小学生の頃、体育館にいたとき、同級生にほくろについていじられたときの「変なの」という言葉も、あのときどれくらい私の周りにクラスメイトがいたのかも、自分がどんな座り方をしていたのかも、体育館の天井がどれくらい高かったのかも、はっきりと思い出せる。「川代さんって冷めてるよね」と言われたときの空気も。先生の表情も、声のトーンも。きっとこれから先も忘れることはないし、もし忘れたように見えても、胸の奥深くにはずっと刺さり続けているのだと思う。

「言葉は剣よりも鋭い」、という英語のことわざを聞いたことがあるが、本当にその通りなのだ。
その言葉はぐさりと人の胸を刺し、そして、離れることはない。一度血を流した部分がチクチクと縫われてふさがることはあっても、かさぶたになって、もう治ったかに見えても、ふとした瞬間にまた広がってぶわっと血が湧き出てくることだってある。

一度発せられた言葉の効果というのは、なくなることはない。一生ない。
誰かに言われたことによってついた傷は、一生残る。絶対に忘れることはない。あるとすれば、その言葉は真意ではなかったとか、自分の思い違いだったとか、そういうパターンくらいだろう。

大人になってくると、プラスの言葉だけでなく、マイナスの言葉を受け取る機会も増える。どんどん増える。子供の頃に受け取った種類の、純粋なからかいの言葉とはまた別の種類の言葉を受け取ることもある。
あるいは、SNSの発達によって、自分の意見を簡単に発することができる時代になっているのかもしれない。
でも、誰かに向けて発する言葉は、直接だろうが、ネット上だろうが、関係ないのだ。
ラインだとしても、コメントだとしても、ツイッターのリプライだとしても、その言葉は、残る。残り続ける。
たとえ履歴から消えても、ネットの海の中に消えていったとしても、その言葉は、言われた側の胸の中に深く刺さって、残り続ける。深い、とても深い傷跡として、ずっとそこに居る。

「私は、あなたに言われた言葉を、一生忘れることはないからな」

そう言われる覚悟で日々言葉を取り扱う必要があって、とくにマイナスの言葉は、一度発してしまったら、取り返しのつかないことにもなりうる。
言葉は鋭く、ナイフよりも切れ味がいい。

課題 =>
言葉の傷についての文章から「小学生の頃、体育館にいたとき」で始まり「刺さり続けているのだと思う。」で終わる部分を、「体育館」を「講堂」に置き換えて書き直してください。

収集資料 =>
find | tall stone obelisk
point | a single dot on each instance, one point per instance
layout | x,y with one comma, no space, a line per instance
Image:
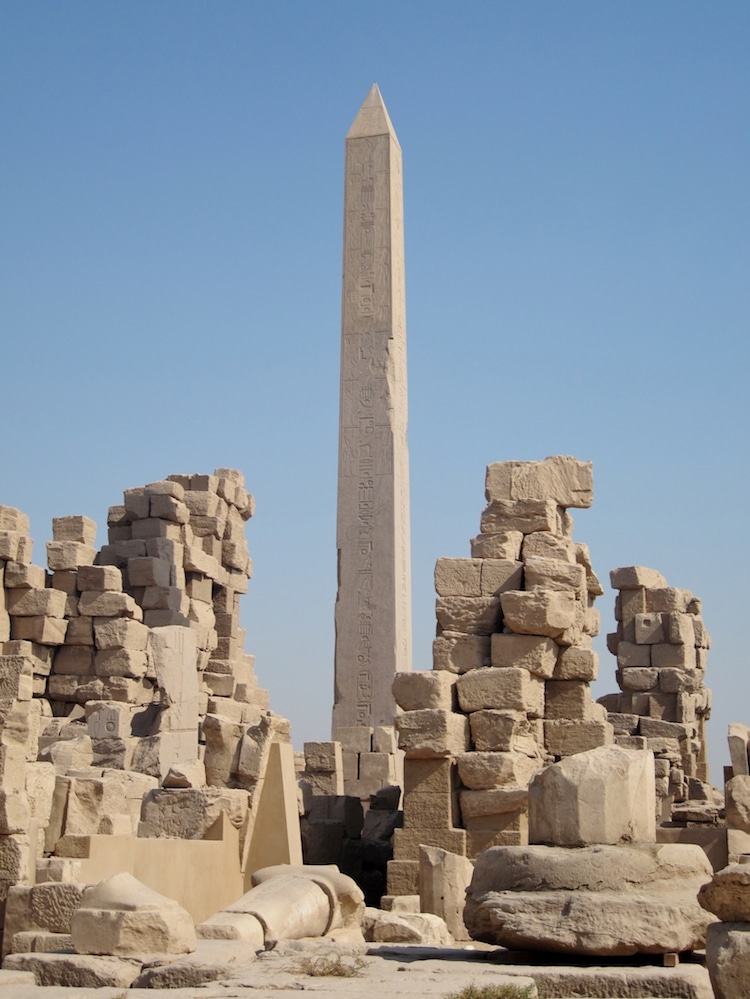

解答 =>
小学生の頃、講堂にいたとき、同級生にほくろについていじられたときの「変なの」という言葉も、あのときどれくらい私の周りにクラスメイトがいたのかも、自分がどんな座り方をしていたのかも、講堂の天井がどれくらい高かったのかも、はっきりと思い出せる。「川代さんって冷めてるよね」と言われたときの空気も。先生の表情も、声のトーンも。きっとこれから先も忘れることはないし、もし忘れたように見えても、胸の奥深くにはずっと刺さり続けているのだと思う。